• [What to work on]
Copy the records below word for word, from the line that contains "the red strap" down to the line that contains "the white teeth", including both of those lines.

• [Provided entries]
════════════════════

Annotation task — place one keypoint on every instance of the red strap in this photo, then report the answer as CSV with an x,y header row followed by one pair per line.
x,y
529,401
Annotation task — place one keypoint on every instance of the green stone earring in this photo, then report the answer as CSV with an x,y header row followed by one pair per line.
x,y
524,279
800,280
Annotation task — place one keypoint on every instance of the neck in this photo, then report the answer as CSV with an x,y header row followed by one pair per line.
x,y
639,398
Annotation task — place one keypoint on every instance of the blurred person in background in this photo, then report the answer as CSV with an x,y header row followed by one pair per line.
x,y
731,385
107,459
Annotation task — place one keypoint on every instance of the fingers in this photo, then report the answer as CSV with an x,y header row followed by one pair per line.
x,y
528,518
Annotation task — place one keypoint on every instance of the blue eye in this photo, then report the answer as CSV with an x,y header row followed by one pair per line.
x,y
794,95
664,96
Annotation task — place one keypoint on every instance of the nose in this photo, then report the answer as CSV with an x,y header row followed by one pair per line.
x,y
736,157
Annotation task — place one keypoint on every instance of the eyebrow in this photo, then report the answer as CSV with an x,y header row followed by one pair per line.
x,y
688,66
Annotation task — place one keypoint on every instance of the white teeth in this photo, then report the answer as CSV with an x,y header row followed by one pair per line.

════════════════════

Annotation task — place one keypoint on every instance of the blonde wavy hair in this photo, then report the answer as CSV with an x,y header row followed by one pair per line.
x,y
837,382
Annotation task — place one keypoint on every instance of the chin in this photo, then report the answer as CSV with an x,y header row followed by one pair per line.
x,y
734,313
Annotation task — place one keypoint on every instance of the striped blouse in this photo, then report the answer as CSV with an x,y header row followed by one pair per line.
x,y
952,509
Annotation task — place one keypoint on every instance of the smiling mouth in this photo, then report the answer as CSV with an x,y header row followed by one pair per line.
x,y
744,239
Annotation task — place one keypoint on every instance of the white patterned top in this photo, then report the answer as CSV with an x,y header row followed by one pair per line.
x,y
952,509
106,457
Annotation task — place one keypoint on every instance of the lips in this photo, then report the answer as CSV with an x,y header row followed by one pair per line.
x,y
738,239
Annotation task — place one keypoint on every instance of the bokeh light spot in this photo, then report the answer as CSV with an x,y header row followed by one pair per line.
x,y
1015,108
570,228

════════════════════

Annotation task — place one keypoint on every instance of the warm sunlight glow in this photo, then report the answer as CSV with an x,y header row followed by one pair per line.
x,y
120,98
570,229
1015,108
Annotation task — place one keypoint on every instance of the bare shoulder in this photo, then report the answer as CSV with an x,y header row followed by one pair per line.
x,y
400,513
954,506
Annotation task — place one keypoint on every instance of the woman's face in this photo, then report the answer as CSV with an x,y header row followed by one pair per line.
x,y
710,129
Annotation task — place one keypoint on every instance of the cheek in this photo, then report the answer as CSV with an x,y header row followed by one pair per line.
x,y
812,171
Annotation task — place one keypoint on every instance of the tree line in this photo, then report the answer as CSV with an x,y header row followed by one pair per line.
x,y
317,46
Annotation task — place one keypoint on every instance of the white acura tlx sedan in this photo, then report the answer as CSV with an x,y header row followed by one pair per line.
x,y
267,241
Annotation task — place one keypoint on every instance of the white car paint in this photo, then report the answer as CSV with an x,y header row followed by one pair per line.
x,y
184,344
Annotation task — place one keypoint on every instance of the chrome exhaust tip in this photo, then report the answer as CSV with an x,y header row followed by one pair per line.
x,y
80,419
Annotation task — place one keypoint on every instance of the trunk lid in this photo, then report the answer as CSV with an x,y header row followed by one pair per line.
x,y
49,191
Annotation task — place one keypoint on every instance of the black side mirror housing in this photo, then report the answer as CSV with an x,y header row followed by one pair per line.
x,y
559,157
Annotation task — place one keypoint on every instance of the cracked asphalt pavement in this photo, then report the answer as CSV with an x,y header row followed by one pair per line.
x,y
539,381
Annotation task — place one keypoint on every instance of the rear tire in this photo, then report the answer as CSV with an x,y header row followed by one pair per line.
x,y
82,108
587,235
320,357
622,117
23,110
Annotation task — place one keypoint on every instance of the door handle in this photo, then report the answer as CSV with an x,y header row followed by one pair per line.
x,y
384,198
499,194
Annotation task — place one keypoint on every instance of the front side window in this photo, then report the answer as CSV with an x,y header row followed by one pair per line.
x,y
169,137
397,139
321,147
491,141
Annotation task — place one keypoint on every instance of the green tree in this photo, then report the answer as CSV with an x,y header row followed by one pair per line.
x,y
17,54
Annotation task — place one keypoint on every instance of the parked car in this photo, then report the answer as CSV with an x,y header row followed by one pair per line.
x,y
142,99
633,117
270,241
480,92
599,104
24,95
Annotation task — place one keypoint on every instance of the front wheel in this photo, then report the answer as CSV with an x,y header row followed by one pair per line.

════════════════════

• [Answer to the problem]
Annotation task — place one keypoint on every instance of the red strap in this photo, then report the answer as CSV with an x,y header row followed by one pair per line.
x,y
529,401
Annotation task — place one keypoint on every instance of the green stone earring in this photo, then report the answer as CSV with an x,y header row followed by one pair per line.
x,y
524,279
800,280
Annotation task — place one keypoint on every instance of the neck in this photo, then report the answer as CSV with an x,y header row followed by one pair per line.
x,y
639,398
Annotation task — place one keypoint on every instance of the blurred person in background in this photo, then report the answer as CSV with an x,y header row followed by one pair per line.
x,y
731,385
107,459
Annotation task — place one keypoint on every instance of the fingers in this photo, then report the answer as CSV with an x,y header row followed by one pair per line.
x,y
528,518
Annotation task — place one keypoint on every instance of the blue eye in this photo, then report the answer as CSV with an x,y header row followed by one pair per line.
x,y
794,95
664,96
Annotation task — place one keypoint on every instance of the nose in this photo, then report the answer as CSV with an x,y header row followed by one pair per line.
x,y
736,157
Annotation task — place one keypoint on every instance of the eyebrow in this photo, then report the answer as CSV with an x,y header row followed by one pair per line.
x,y
688,66
Annotation task — place one keypoint on every instance of the white teeth in this photo, then report the answer as CSV with an x,y header row followed by one pair per line.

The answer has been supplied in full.